» **Task requirements**
Beginning with the line below that contains "Thanks for the photo. Could you please mark the dark" and ending with the line that contains "Thanks for the photo. Could you please mark the white", copy every line exactly. Copy nothing else.

Source data START

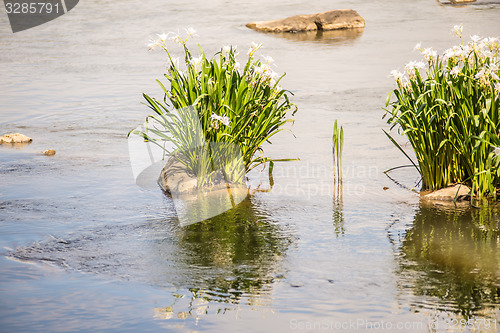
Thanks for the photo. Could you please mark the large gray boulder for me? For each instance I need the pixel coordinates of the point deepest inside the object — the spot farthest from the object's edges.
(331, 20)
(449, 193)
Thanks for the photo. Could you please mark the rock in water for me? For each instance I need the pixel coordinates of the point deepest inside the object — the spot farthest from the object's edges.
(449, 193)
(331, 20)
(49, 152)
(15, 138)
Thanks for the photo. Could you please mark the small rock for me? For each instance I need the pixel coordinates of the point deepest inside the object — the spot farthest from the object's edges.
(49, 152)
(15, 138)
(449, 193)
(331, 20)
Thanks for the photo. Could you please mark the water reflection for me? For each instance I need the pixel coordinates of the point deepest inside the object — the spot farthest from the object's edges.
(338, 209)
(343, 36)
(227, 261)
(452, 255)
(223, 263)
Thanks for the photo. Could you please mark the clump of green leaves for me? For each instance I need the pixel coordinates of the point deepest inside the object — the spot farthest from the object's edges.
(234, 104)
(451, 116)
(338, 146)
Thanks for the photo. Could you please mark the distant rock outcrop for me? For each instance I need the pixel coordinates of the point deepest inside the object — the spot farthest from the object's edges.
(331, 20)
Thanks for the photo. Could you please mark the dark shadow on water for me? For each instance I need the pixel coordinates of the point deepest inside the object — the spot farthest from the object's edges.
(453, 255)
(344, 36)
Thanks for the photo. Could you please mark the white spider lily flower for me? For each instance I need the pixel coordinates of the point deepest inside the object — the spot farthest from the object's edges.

Source data END
Source data START

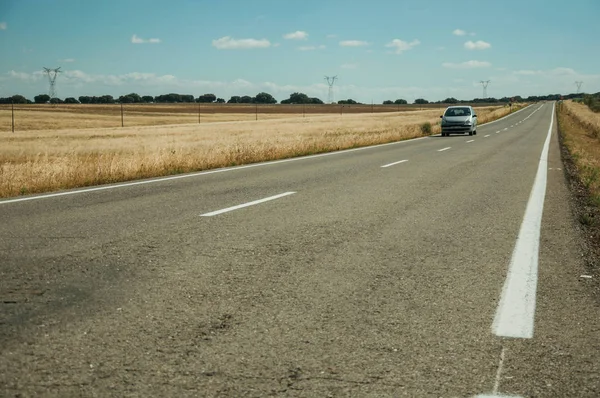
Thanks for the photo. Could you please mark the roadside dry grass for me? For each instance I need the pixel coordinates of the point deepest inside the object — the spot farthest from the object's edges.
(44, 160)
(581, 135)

Source data END

» **Result for this exercise**
Thanks for the photo. Could you please mark the dark shadow on water for me? For each instance I need the pixel coordinates of the point deepest inside the object — the spot farthest from the object's edges.
(453, 255)
(344, 36)
Thanks for the photo. Could you please mark the white spider lily flower for me? For each instance I need the pixel coordinates of the point deepest inside the object — the spot farthest from the object's edges.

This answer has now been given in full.